- [WHAT IS REQUIRED]: Extract every line of the records that contains the string "bowl", matching its case exactly.
···
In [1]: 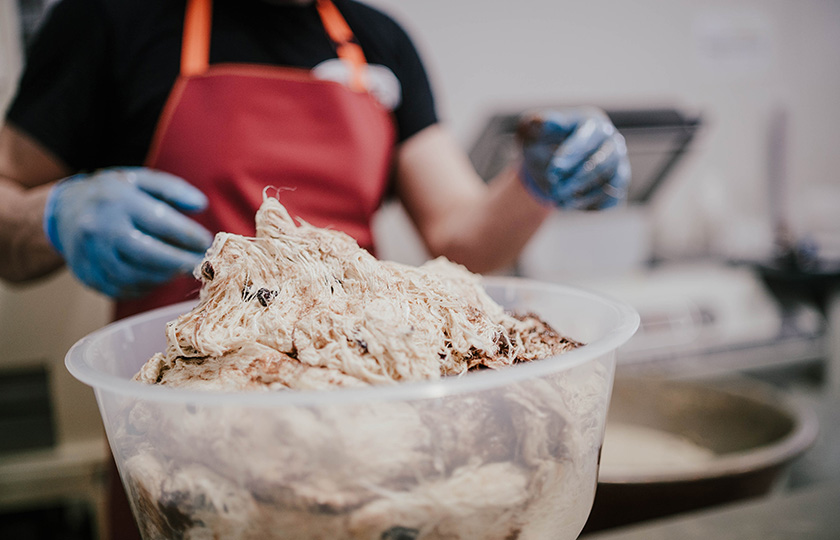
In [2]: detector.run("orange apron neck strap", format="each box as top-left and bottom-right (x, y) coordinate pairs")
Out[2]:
(181, 0), (213, 77)
(316, 0), (367, 92)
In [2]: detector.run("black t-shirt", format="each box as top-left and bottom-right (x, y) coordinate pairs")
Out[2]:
(7, 0), (437, 170)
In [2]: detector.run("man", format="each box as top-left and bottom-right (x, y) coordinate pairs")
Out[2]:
(0, 0), (629, 538)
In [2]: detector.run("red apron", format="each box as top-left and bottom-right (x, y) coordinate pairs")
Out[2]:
(116, 0), (395, 318)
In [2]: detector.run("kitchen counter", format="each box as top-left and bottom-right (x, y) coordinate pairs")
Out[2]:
(582, 479), (840, 540)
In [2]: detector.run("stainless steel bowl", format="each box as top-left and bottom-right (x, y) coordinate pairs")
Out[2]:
(584, 377), (818, 532)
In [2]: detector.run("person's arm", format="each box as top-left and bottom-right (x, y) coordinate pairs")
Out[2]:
(396, 108), (630, 272)
(396, 124), (551, 272)
(0, 124), (72, 282)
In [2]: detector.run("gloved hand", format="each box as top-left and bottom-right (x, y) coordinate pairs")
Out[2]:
(44, 167), (213, 298)
(517, 108), (630, 209)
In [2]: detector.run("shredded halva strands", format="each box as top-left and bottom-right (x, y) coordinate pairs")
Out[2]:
(135, 197), (580, 390)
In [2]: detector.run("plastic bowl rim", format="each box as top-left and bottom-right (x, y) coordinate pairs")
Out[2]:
(65, 277), (639, 407)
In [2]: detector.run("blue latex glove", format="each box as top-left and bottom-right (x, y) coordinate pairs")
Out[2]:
(44, 167), (213, 298)
(518, 108), (630, 210)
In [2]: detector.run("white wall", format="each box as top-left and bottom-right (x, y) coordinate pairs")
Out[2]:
···
- [RIGHT ANSWER]:
In [2]: detector.run("stainless steel bowl", format="each box as top-left and bottom-right (x, y) coordinate pairs")
In [2]: detector.run("plastic bowl rim", format="each box as top-left and bottom-right (x, y) coordinate pairs")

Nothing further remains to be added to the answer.